[TO DO]
Rewrite every one of the rows below with each "Reported" changed to "Marked", and keep all other text the same.

[RECORD EXTRACTS]

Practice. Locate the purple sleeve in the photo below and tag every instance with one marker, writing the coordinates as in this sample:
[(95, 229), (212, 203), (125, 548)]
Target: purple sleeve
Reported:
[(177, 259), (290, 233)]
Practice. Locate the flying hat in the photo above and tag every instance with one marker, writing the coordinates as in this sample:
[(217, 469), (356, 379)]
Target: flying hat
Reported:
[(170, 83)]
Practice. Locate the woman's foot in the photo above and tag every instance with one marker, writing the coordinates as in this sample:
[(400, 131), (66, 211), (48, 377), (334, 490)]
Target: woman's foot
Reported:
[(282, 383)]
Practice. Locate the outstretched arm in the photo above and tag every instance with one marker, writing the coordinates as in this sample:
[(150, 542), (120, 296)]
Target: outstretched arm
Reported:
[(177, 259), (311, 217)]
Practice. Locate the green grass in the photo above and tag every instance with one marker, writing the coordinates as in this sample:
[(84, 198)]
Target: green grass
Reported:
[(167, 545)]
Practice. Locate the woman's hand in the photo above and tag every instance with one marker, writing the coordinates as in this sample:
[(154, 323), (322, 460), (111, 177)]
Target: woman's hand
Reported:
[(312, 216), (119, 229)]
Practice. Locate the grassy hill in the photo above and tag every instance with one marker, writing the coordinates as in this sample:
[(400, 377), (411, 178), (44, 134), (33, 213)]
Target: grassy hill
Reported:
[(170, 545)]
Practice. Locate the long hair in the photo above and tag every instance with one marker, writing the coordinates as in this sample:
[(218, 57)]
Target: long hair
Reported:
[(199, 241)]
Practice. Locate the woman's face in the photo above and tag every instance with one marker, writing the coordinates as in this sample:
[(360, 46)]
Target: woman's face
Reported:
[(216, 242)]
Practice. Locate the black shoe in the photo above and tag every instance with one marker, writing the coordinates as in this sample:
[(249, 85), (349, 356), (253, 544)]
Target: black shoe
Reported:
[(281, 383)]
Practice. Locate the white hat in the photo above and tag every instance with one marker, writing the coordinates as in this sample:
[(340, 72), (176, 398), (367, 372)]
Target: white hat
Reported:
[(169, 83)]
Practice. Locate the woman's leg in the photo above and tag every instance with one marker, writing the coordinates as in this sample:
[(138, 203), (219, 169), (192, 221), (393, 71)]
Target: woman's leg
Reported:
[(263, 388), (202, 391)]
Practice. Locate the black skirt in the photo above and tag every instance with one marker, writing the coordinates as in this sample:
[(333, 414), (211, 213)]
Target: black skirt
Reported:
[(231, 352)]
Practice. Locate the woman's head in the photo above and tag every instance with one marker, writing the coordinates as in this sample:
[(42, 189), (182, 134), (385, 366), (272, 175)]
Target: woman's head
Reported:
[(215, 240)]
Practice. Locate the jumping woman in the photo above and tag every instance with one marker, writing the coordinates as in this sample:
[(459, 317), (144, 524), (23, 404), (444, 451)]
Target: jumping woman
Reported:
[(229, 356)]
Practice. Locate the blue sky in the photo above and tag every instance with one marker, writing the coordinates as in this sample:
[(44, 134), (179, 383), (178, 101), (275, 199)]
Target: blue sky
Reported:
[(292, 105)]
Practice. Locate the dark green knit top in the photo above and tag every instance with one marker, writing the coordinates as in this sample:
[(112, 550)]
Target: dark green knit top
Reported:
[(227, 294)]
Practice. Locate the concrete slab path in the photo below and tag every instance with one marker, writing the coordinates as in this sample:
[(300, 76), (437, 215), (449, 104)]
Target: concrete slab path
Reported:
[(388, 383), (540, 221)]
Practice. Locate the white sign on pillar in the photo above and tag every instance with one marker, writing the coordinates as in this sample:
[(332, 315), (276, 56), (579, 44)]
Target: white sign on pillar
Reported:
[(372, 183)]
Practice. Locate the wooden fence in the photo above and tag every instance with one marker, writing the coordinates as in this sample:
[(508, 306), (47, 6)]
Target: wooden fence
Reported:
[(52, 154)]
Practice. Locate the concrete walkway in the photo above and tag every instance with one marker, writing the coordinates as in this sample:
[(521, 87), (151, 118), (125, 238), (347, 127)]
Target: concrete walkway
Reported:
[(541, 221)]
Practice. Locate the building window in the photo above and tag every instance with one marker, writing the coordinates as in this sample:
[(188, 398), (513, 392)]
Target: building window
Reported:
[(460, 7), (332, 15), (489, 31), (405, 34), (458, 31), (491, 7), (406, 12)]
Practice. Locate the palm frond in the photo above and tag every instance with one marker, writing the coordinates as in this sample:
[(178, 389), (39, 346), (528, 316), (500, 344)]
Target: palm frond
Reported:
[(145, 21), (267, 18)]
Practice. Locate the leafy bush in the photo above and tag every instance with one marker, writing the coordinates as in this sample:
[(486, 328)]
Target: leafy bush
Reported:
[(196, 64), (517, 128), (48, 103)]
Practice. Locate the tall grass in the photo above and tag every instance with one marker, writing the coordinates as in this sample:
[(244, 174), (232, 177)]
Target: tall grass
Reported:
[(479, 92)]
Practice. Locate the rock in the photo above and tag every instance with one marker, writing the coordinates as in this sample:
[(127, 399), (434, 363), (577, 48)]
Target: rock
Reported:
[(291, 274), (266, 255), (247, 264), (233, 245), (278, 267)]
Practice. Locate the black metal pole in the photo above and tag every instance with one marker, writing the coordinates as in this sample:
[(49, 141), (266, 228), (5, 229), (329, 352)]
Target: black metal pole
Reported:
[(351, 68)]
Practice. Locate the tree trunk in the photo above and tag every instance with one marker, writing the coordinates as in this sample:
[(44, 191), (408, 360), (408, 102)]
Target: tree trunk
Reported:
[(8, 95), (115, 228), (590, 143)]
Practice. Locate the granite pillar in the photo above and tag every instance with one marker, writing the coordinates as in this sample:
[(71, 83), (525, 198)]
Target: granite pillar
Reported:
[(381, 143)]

[WRITTEN SOLUTION]
Practice. Locate the purple sleeve in the photo below and tag every instance with one marker, writing the coordinates as in this sample:
[(95, 229), (212, 203), (125, 548)]
Target: purple sleeve
Marked:
[(177, 259), (290, 233)]
Practice. Locate the flying hat in the photo above and tag every instance with one marker, writing the coordinates as in this sample:
[(217, 469), (356, 379)]
Target: flying hat
Marked:
[(170, 83)]
Practice. Locate the woman's foot in the photo above and tag every instance with one marker, writing the coordinates as in this sample:
[(400, 131), (66, 211), (48, 377), (334, 490)]
Target: woman's foot
Marked:
[(282, 383)]
Practice. Locate the outstretched arm in the photo above and tag every instance with one marker, writing the coordinates as in this sample:
[(150, 542), (120, 296)]
Target: outstretched arm
Marked:
[(177, 259), (311, 217)]
Practice. Locate the green grass in the photo above and tag every instance with one marker, writing the coordinates as in this sample:
[(84, 198)]
Target: green grass
Marked:
[(167, 545)]
Practice. Locate the woman's hand in the photo above and tag every instance with one marker, writing the coordinates as in this sample:
[(154, 323), (322, 460), (111, 177)]
Target: woman's hand
Marked:
[(312, 216), (119, 229)]
Practice. Locate the grassy hill in the photo above and tag every instance with one marker, writing the coordinates as in this sample:
[(400, 377), (411, 178), (44, 134), (33, 213)]
Target: grassy hill
Marked:
[(170, 545)]
Practice. Locate the long hair in the photo above and tag every instance with one marker, writing the coordinates as in this sample:
[(218, 57)]
Target: long hair
Marked:
[(199, 241)]
Practice. Locate the woman's face in the photo above and tag every instance with one marker, writing the coordinates as in this sample:
[(360, 46)]
Target: woman's face
Marked:
[(216, 242)]
Practice. Locate the black shoe in the photo above and tag every instance with one marker, writing the coordinates as in this sample:
[(249, 85), (349, 356), (253, 544)]
Target: black shoe
Marked:
[(281, 383)]
Practice. Locate the white hat in the photo above and tag every instance with one marker, writing the coordinates as in this sample:
[(340, 72), (176, 398), (367, 372)]
Target: white hat
Marked:
[(169, 83)]
Practice. Locate the woman's leg in the photo above and tag every instance with one marker, writing the coordinates as in this sample:
[(138, 203), (219, 169), (192, 221), (393, 71)]
Target: woman's leg
Marked:
[(263, 388), (202, 391)]
Practice. Locate the black skirt in the photo above and tag every instance with one marker, writing the coordinates as in this sample:
[(333, 414), (211, 213)]
Target: black skirt
Marked:
[(231, 352)]
Practice. Locate the woman's head in the photo above and tag every instance with one marker, writing the coordinates as in this sample:
[(42, 189), (182, 134), (385, 366), (272, 175)]
Target: woman's head
Marked:
[(215, 240)]
Practice. Locate the jumping woman in the photo above and tag every instance with one marker, writing the coordinates as in this sample:
[(459, 317), (144, 524), (23, 404), (444, 451)]
Target: jumping woman
Marked:
[(229, 356)]
Practice. Locate the blue sky in the photo above and tag every instance with one marker, writing the coordinates as in this sample:
[(44, 134), (179, 383), (178, 101), (275, 199)]
Target: blue sky
Marked:
[(292, 105)]
Practice. Locate the dark green knit top in the photo above and tag every instance with one marker, writing the coordinates as in this sample:
[(112, 550)]
Target: dark green knit top
Marked:
[(227, 294)]
Practice. Locate the concrete slab path in the photo below and tag every instance with one marker, writing the coordinates as in this sample:
[(300, 76), (437, 215), (449, 104)]
Target: concrete slab path
Marked:
[(388, 383), (540, 221)]
Practice. Locate the white sign on pillar in the photo above and tag every instance with one marker, writing the coordinates as in this sample:
[(332, 315), (276, 56), (579, 44)]
Target: white sign on pillar
Marked:
[(372, 183)]
Practice. Locate the wooden fence in the photo above and tag every instance with one marker, writing the coordinates as in this sample:
[(508, 306), (47, 6)]
Target: wooden fence
Marked:
[(52, 154)]
Practice. Locate the concrete walkway in the photo above and tag every instance with one marker, writing the coordinates as in this sample:
[(521, 87), (151, 118), (125, 238), (347, 127)]
Target: concrete walkway
Marked:
[(541, 221)]
Practice. Locate the building window in the photo above and tag every instance with one marker, writing the coordinates as in this sample:
[(188, 398), (513, 392)]
Target: building window
Marked:
[(460, 7), (332, 15), (489, 31), (405, 34), (458, 31), (491, 7), (406, 12)]
Practice. Locate the palm frond in the photo above and tag every instance with one marker, writing the coordinates as in this sample:
[(178, 389), (39, 346), (528, 316), (500, 344)]
Target: palm frond
Marked:
[(145, 21), (267, 18)]
Practice. Locate the leafy bush in the photo above and tag every instance with one marker, writing the coordinates as in this sample:
[(486, 328)]
Target: leafy bush
Marked:
[(196, 64), (517, 128), (48, 103)]
Practice. Locate the tall grass in the photo above and tag every instance with one marker, writing the coordinates as in this sample:
[(244, 174), (232, 177)]
Target: tall grass
Marked:
[(479, 92)]
Practice. Locate the rock in the photo above and tag every instance with one marker, writing the coordinates as in this sample:
[(127, 399), (434, 363), (577, 48)]
Target: rock
Marked:
[(291, 274), (266, 255), (247, 264), (233, 245), (278, 267)]
Practice. Locate the black metal pole in the photo above and tag every instance with one marker, writing the coordinates as in this sample:
[(49, 141), (266, 228), (5, 229), (329, 352)]
Target: black metal pole
Marked:
[(351, 68)]
Practice. Locate the tree trunk in the photo above and tag every instance with one marker, writing the coordinates as in this sample:
[(44, 191), (408, 360), (408, 102)]
Target: tree trunk
Marked:
[(8, 95), (115, 228), (590, 143)]
Practice. Locate the granite pillar in the photo above and tag every instance with one marker, writing the coordinates as in this sample:
[(71, 83), (525, 198)]
Target: granite pillar
Marked:
[(381, 143)]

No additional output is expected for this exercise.